Aktualisiere die folgenden Daten, indem du überall „even-odd“ durch „nonzero“ ersetzt. Gib alle Zeilen sonst unverändert wieder.

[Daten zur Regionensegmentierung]
'''
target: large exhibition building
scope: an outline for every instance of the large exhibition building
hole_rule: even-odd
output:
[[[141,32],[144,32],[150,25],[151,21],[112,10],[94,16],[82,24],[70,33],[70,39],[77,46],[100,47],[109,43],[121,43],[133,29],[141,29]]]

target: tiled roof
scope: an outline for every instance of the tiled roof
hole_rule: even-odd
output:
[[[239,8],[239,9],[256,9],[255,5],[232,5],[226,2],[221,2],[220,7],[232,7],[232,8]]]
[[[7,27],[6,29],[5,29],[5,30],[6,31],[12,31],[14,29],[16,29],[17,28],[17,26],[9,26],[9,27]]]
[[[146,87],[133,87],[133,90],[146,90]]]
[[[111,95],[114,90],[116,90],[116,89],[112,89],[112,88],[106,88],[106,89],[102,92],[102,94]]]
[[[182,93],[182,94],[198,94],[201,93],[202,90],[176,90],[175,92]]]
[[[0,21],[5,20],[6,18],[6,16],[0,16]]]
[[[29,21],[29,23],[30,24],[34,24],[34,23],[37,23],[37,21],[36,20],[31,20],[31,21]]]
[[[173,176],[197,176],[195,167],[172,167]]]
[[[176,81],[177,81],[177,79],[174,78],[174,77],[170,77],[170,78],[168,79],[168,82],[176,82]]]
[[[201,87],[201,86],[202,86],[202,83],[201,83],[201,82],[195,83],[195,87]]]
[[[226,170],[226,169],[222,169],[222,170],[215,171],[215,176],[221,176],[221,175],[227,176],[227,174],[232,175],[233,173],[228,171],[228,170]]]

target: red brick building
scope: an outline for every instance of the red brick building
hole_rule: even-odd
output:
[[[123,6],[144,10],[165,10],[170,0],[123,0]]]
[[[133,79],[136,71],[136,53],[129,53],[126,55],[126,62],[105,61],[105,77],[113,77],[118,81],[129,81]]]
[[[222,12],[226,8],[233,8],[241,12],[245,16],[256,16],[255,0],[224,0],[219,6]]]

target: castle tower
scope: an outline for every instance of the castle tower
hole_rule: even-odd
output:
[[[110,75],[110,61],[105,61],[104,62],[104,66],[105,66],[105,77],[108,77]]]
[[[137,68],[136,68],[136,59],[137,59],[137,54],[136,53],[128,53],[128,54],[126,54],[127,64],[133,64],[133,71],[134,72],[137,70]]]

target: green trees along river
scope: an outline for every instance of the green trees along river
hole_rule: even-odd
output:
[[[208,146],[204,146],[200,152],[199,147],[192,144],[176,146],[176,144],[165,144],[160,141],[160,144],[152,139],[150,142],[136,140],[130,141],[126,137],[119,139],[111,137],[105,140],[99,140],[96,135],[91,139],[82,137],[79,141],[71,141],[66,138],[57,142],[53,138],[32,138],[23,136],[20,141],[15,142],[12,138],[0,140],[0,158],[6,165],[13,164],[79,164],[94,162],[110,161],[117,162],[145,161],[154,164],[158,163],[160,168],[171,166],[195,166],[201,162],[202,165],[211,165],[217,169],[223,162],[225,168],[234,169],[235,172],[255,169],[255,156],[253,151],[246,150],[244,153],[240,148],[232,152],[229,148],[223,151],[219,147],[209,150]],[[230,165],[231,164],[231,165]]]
'''
**LÖSUNG**:
target: large exhibition building
scope: an outline for every instance of the large exhibition building
hole_rule: nonzero
output:
[[[141,32],[144,32],[150,25],[151,21],[112,10],[94,16],[82,24],[70,33],[70,39],[77,46],[100,47],[109,43],[121,43],[133,29],[141,29]]]

target: tiled roof
scope: an outline for every instance of the tiled roof
hole_rule: nonzero
output:
[[[239,8],[239,9],[256,9],[255,5],[232,5],[226,2],[221,2],[220,7],[232,7],[232,8]]]
[[[7,27],[6,29],[5,29],[5,30],[6,31],[12,31],[14,29],[16,29],[17,28],[17,26],[9,26],[9,27]]]
[[[146,87],[133,87],[133,90],[146,90]]]
[[[111,95],[114,90],[116,90],[116,89],[112,89],[112,88],[106,88],[106,89],[102,92],[102,94]]]
[[[182,93],[182,94],[198,94],[201,93],[202,90],[176,90],[175,92]]]
[[[0,21],[5,20],[6,18],[6,16],[0,16]]]
[[[29,21],[29,23],[30,24],[34,24],[34,23],[37,23],[37,21],[36,20],[31,20],[31,21]]]
[[[173,176],[197,176],[195,167],[172,167]]]
[[[176,81],[177,81],[177,79],[174,78],[174,77],[170,77],[170,78],[168,79],[168,82],[176,82]]]
[[[201,87],[201,86],[202,86],[202,83],[201,83],[201,82],[195,83],[195,87]]]
[[[226,170],[226,169],[222,169],[222,170],[215,171],[215,176],[221,176],[221,175],[227,176],[227,174],[232,175],[233,173],[228,171],[228,170]]]

target: red brick building
scope: an outline for every instance of the red brick building
hole_rule: nonzero
output:
[[[123,6],[144,10],[165,10],[170,0],[123,0]]]
[[[133,79],[136,71],[136,53],[129,53],[126,55],[126,62],[105,61],[105,77],[113,77],[118,81],[129,81]]]
[[[222,12],[226,8],[233,8],[241,12],[245,16],[256,16],[255,0],[224,0],[219,6]]]

target: castle tower
scope: an outline for every instance of the castle tower
hole_rule: nonzero
output:
[[[110,75],[110,61],[105,61],[104,62],[104,66],[105,66],[105,77],[108,77]]]
[[[137,68],[136,68],[136,59],[137,59],[137,54],[136,53],[128,53],[128,54],[126,54],[127,64],[133,64],[133,71],[134,72],[137,70]]]

target: green trees along river
scope: an outline for every instance of the green trees along river
hole_rule: nonzero
output:
[[[208,146],[204,146],[200,152],[199,147],[192,144],[176,146],[176,144],[165,144],[160,141],[160,144],[152,139],[150,142],[136,140],[130,141],[126,137],[119,139],[111,137],[105,140],[99,140],[96,135],[91,139],[82,137],[79,141],[71,141],[66,138],[57,142],[53,138],[32,138],[23,136],[20,141],[15,142],[12,138],[0,140],[0,158],[6,165],[13,164],[79,164],[94,162],[110,161],[117,162],[145,161],[154,164],[158,163],[160,168],[171,166],[195,166],[201,162],[202,165],[211,165],[217,169],[223,162],[225,168],[234,169],[235,172],[255,169],[255,156],[253,151],[246,150],[244,153],[240,148],[232,152],[229,148],[223,151],[219,147],[209,150]],[[230,165],[231,164],[231,165]]]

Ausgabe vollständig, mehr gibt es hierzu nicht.